### TASK DETAILS
Please rewrite the items below with "handwritten note" swapped for "sticky note" and everything else unchanged.

### RECORD LIST
"""
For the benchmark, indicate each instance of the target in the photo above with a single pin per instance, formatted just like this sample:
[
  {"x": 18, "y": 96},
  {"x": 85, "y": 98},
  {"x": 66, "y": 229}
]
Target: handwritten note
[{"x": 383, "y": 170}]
"""
### EXPECTED ANSWER
For the benchmark, indicate each instance of the target in the photo above with a single pin per instance, formatted just like this sample:
[
  {"x": 18, "y": 96},
  {"x": 85, "y": 98},
  {"x": 66, "y": 229}
]
Target: sticky note
[{"x": 383, "y": 170}]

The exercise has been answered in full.